-- Opening Marker --

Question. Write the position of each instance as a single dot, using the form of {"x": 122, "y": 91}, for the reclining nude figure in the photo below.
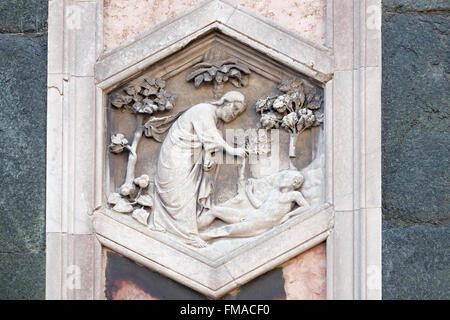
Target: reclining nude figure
{"x": 274, "y": 210}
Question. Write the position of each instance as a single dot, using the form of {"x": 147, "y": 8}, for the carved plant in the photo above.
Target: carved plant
{"x": 144, "y": 99}
{"x": 295, "y": 108}
{"x": 217, "y": 70}
{"x": 127, "y": 202}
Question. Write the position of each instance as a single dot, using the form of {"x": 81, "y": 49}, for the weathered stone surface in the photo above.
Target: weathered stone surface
{"x": 22, "y": 276}
{"x": 416, "y": 115}
{"x": 124, "y": 19}
{"x": 416, "y": 263}
{"x": 23, "y": 16}
{"x": 296, "y": 279}
{"x": 22, "y": 128}
{"x": 416, "y": 5}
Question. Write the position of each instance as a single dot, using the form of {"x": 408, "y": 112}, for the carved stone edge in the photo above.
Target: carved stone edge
{"x": 137, "y": 54}
{"x": 214, "y": 281}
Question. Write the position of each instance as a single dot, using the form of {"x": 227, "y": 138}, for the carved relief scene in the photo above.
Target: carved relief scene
{"x": 214, "y": 148}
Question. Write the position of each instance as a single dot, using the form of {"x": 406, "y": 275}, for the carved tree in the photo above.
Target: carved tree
{"x": 295, "y": 108}
{"x": 217, "y": 70}
{"x": 144, "y": 99}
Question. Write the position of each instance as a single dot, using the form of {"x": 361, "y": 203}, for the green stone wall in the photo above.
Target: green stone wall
{"x": 416, "y": 149}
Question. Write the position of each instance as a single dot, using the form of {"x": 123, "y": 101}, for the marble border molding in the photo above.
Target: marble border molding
{"x": 79, "y": 77}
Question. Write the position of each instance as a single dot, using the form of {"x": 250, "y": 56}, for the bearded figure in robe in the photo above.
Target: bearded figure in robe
{"x": 184, "y": 178}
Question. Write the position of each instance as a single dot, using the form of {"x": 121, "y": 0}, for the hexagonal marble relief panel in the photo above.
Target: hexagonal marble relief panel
{"x": 214, "y": 169}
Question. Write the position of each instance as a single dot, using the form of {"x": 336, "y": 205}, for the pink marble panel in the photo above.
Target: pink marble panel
{"x": 124, "y": 19}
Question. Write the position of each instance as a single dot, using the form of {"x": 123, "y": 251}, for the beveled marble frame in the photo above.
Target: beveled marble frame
{"x": 79, "y": 74}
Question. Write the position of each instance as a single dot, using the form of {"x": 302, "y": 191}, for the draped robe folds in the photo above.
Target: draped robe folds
{"x": 183, "y": 189}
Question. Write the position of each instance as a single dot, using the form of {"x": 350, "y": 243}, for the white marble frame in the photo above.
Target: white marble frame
{"x": 351, "y": 57}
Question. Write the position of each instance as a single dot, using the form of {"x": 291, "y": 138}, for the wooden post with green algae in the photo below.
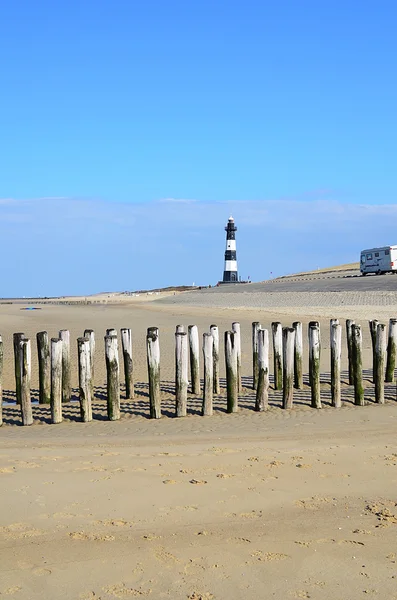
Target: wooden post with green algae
{"x": 298, "y": 355}
{"x": 153, "y": 363}
{"x": 314, "y": 365}
{"x": 277, "y": 333}
{"x": 85, "y": 383}
{"x": 380, "y": 349}
{"x": 126, "y": 344}
{"x": 113, "y": 377}
{"x": 56, "y": 380}
{"x": 357, "y": 365}
{"x": 237, "y": 337}
{"x": 64, "y": 335}
{"x": 349, "y": 342}
{"x": 194, "y": 351}
{"x": 181, "y": 373}
{"x": 44, "y": 358}
{"x": 231, "y": 372}
{"x": 336, "y": 351}
{"x": 215, "y": 355}
{"x": 208, "y": 389}
{"x": 262, "y": 388}
{"x": 25, "y": 372}
{"x": 391, "y": 350}
{"x": 255, "y": 366}
{"x": 288, "y": 366}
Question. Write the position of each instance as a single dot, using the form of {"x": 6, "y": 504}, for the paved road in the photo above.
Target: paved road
{"x": 370, "y": 283}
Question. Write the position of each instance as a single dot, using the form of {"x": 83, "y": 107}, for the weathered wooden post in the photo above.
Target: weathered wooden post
{"x": 277, "y": 332}
{"x": 194, "y": 348}
{"x": 208, "y": 346}
{"x": 314, "y": 364}
{"x": 25, "y": 371}
{"x": 373, "y": 324}
{"x": 1, "y": 379}
{"x": 56, "y": 380}
{"x": 17, "y": 337}
{"x": 126, "y": 343}
{"x": 181, "y": 373}
{"x": 44, "y": 356}
{"x": 262, "y": 387}
{"x": 64, "y": 335}
{"x": 336, "y": 352}
{"x": 90, "y": 334}
{"x": 357, "y": 365}
{"x": 237, "y": 337}
{"x": 298, "y": 355}
{"x": 255, "y": 365}
{"x": 379, "y": 375}
{"x": 288, "y": 366}
{"x": 85, "y": 383}
{"x": 113, "y": 377}
{"x": 215, "y": 354}
{"x": 153, "y": 362}
{"x": 391, "y": 350}
{"x": 231, "y": 372}
{"x": 349, "y": 341}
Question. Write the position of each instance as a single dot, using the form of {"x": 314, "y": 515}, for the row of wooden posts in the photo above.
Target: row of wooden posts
{"x": 55, "y": 366}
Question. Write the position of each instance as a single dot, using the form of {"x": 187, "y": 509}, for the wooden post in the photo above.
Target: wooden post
{"x": 113, "y": 377}
{"x": 231, "y": 372}
{"x": 336, "y": 351}
{"x": 44, "y": 356}
{"x": 288, "y": 366}
{"x": 194, "y": 347}
{"x": 208, "y": 346}
{"x": 373, "y": 324}
{"x": 64, "y": 335}
{"x": 1, "y": 379}
{"x": 262, "y": 388}
{"x": 181, "y": 374}
{"x": 391, "y": 350}
{"x": 349, "y": 341}
{"x": 25, "y": 371}
{"x": 90, "y": 334}
{"x": 153, "y": 362}
{"x": 17, "y": 337}
{"x": 314, "y": 364}
{"x": 215, "y": 354}
{"x": 237, "y": 337}
{"x": 357, "y": 365}
{"x": 277, "y": 332}
{"x": 56, "y": 380}
{"x": 126, "y": 343}
{"x": 255, "y": 365}
{"x": 298, "y": 355}
{"x": 379, "y": 376}
{"x": 85, "y": 383}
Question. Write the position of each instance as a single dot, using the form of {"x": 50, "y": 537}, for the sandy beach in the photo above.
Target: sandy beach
{"x": 282, "y": 504}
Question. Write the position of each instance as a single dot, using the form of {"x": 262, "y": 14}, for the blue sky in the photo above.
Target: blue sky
{"x": 134, "y": 128}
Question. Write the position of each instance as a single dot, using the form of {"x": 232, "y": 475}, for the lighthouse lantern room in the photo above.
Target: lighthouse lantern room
{"x": 230, "y": 273}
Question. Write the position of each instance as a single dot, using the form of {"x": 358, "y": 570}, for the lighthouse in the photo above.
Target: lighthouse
{"x": 230, "y": 274}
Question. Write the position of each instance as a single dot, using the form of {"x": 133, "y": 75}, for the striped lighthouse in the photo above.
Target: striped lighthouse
{"x": 230, "y": 274}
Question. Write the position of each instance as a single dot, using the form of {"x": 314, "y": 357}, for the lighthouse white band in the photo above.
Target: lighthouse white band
{"x": 230, "y": 265}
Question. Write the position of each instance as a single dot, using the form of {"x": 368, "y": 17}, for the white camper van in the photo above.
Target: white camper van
{"x": 379, "y": 260}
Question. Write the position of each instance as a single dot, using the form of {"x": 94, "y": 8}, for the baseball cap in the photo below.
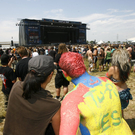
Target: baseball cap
{"x": 41, "y": 64}
{"x": 5, "y": 59}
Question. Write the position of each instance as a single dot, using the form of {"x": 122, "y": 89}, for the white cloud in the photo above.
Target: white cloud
{"x": 54, "y": 11}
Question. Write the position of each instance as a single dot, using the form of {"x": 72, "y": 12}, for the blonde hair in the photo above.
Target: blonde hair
{"x": 120, "y": 59}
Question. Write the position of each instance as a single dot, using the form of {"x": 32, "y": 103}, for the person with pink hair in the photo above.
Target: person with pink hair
{"x": 93, "y": 105}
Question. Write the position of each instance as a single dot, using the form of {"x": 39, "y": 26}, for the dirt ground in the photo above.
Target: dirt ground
{"x": 129, "y": 112}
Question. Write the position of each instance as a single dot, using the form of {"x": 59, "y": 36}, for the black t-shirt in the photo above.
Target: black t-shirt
{"x": 22, "y": 68}
{"x": 7, "y": 75}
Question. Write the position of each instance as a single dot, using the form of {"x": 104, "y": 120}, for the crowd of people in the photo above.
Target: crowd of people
{"x": 26, "y": 71}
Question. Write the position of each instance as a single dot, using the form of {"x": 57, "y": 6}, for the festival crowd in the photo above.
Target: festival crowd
{"x": 95, "y": 105}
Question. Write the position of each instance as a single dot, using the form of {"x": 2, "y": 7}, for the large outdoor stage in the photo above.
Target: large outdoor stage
{"x": 48, "y": 31}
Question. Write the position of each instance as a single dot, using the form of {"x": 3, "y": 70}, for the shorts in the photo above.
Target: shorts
{"x": 90, "y": 62}
{"x": 101, "y": 62}
{"x": 95, "y": 59}
{"x": 108, "y": 61}
{"x": 133, "y": 63}
{"x": 125, "y": 95}
{"x": 60, "y": 80}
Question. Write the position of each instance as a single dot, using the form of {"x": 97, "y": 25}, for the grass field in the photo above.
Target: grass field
{"x": 129, "y": 112}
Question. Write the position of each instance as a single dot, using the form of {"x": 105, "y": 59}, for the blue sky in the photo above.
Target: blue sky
{"x": 108, "y": 20}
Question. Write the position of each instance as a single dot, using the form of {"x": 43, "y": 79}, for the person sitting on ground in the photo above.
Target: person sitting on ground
{"x": 93, "y": 105}
{"x": 7, "y": 75}
{"x": 119, "y": 73}
{"x": 31, "y": 107}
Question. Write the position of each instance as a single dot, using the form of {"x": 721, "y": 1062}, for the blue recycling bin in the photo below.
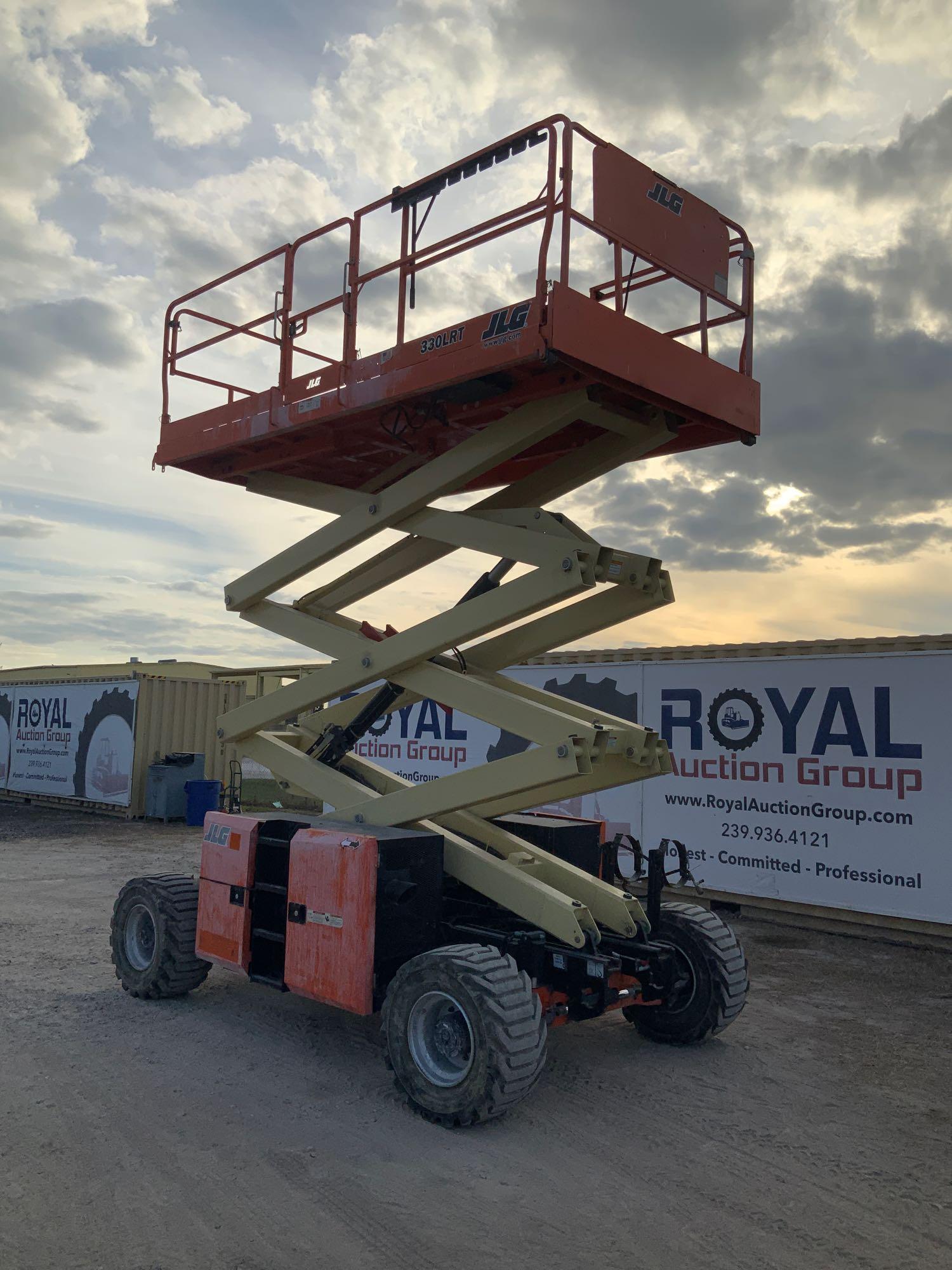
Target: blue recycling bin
{"x": 201, "y": 797}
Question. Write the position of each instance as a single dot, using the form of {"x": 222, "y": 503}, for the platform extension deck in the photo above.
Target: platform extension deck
{"x": 364, "y": 421}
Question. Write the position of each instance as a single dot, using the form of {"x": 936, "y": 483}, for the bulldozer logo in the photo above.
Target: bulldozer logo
{"x": 736, "y": 719}
{"x": 663, "y": 196}
{"x": 505, "y": 324}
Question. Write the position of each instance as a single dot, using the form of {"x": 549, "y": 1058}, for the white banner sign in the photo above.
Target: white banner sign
{"x": 6, "y": 713}
{"x": 818, "y": 780}
{"x": 69, "y": 740}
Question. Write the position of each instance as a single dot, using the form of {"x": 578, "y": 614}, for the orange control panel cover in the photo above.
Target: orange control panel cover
{"x": 332, "y": 918}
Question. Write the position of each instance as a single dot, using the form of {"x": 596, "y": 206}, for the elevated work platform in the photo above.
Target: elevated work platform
{"x": 362, "y": 421}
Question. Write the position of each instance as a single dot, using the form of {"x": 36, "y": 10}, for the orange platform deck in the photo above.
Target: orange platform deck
{"x": 361, "y": 422}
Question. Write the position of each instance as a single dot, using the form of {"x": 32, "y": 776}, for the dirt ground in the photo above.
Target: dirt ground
{"x": 244, "y": 1130}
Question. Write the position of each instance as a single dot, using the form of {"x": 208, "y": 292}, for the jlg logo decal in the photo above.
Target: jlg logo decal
{"x": 663, "y": 196}
{"x": 506, "y": 324}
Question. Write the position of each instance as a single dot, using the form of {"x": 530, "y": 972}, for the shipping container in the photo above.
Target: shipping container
{"x": 166, "y": 714}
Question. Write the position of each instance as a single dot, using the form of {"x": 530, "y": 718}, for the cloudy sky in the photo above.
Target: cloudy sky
{"x": 149, "y": 145}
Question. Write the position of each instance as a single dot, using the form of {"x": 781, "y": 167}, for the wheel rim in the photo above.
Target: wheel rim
{"x": 441, "y": 1039}
{"x": 682, "y": 999}
{"x": 139, "y": 938}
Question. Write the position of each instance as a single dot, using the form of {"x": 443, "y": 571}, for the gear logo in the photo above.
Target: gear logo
{"x": 736, "y": 719}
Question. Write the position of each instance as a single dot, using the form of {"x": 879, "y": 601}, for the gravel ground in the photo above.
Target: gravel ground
{"x": 241, "y": 1130}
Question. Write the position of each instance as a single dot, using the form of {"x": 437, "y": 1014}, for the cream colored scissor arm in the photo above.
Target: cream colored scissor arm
{"x": 573, "y": 589}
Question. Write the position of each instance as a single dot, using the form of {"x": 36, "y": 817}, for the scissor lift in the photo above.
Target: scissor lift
{"x": 531, "y": 401}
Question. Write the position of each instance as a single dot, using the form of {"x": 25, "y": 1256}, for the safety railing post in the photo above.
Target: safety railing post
{"x": 567, "y": 204}
{"x": 402, "y": 293}
{"x": 286, "y": 365}
{"x": 352, "y": 289}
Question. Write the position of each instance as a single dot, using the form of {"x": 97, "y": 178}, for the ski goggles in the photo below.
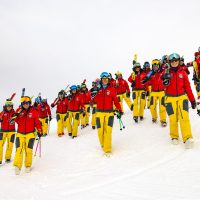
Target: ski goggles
{"x": 155, "y": 62}
{"x": 25, "y": 103}
{"x": 174, "y": 57}
{"x": 105, "y": 75}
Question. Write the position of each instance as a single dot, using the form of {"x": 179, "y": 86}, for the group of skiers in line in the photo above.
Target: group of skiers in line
{"x": 167, "y": 83}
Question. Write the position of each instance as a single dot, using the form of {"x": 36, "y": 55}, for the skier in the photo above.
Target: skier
{"x": 86, "y": 98}
{"x": 123, "y": 91}
{"x": 44, "y": 113}
{"x": 62, "y": 105}
{"x": 7, "y": 130}
{"x": 178, "y": 91}
{"x": 147, "y": 69}
{"x": 73, "y": 114}
{"x": 105, "y": 98}
{"x": 93, "y": 91}
{"x": 196, "y": 73}
{"x": 157, "y": 93}
{"x": 27, "y": 120}
{"x": 139, "y": 91}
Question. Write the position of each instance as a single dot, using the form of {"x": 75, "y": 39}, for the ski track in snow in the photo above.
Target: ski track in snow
{"x": 144, "y": 165}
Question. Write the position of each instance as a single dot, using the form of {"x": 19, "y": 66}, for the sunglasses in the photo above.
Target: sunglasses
{"x": 25, "y": 103}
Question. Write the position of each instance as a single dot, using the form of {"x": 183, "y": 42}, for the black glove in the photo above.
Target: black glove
{"x": 133, "y": 84}
{"x": 145, "y": 79}
{"x": 128, "y": 94}
{"x": 52, "y": 105}
{"x": 193, "y": 104}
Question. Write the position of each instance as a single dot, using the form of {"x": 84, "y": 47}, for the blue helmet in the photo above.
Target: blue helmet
{"x": 105, "y": 75}
{"x": 73, "y": 87}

-- Closing Marker --

**THE PROBLEM:**
Your copy should hold the lines from the one with "Target: beveled marble frame" up to and including the one with "weathered wooden post in the photo above.", exactly as in the data above, and no pictures.

**WRITTEN ANSWER:**
Target: beveled marble frame
{"x": 79, "y": 74}
Question. Write the position of each instance as a single dot, using the form of {"x": 302, "y": 191}, for the draped robe folds in the photo above.
Target: draped robe folds
{"x": 183, "y": 189}
Question. Write the position of each instance as a single dot, using the form of {"x": 350, "y": 243}, for the white marble frame in the photo above.
Target: white marble frame
{"x": 351, "y": 57}
Question. Write the position of each instance as a single dot, using the form of {"x": 291, "y": 138}, for the wooden post with green algae in the photo below.
Target: wooden post with green algae
{"x": 298, "y": 355}
{"x": 153, "y": 363}
{"x": 314, "y": 365}
{"x": 277, "y": 333}
{"x": 85, "y": 383}
{"x": 380, "y": 349}
{"x": 126, "y": 344}
{"x": 113, "y": 377}
{"x": 56, "y": 380}
{"x": 357, "y": 365}
{"x": 237, "y": 337}
{"x": 64, "y": 335}
{"x": 349, "y": 342}
{"x": 194, "y": 351}
{"x": 181, "y": 373}
{"x": 44, "y": 358}
{"x": 231, "y": 372}
{"x": 336, "y": 351}
{"x": 215, "y": 355}
{"x": 208, "y": 389}
{"x": 262, "y": 388}
{"x": 25, "y": 372}
{"x": 391, "y": 350}
{"x": 255, "y": 366}
{"x": 288, "y": 366}
Question. Write the position of each instance as a single dot, using the form of {"x": 6, "y": 504}, for the paved road in the photo above.
Target: paved road
{"x": 370, "y": 283}
Question. Write the position of each instance as a single dot, using the form of {"x": 83, "y": 107}, for the weathered wooden post in the photo above.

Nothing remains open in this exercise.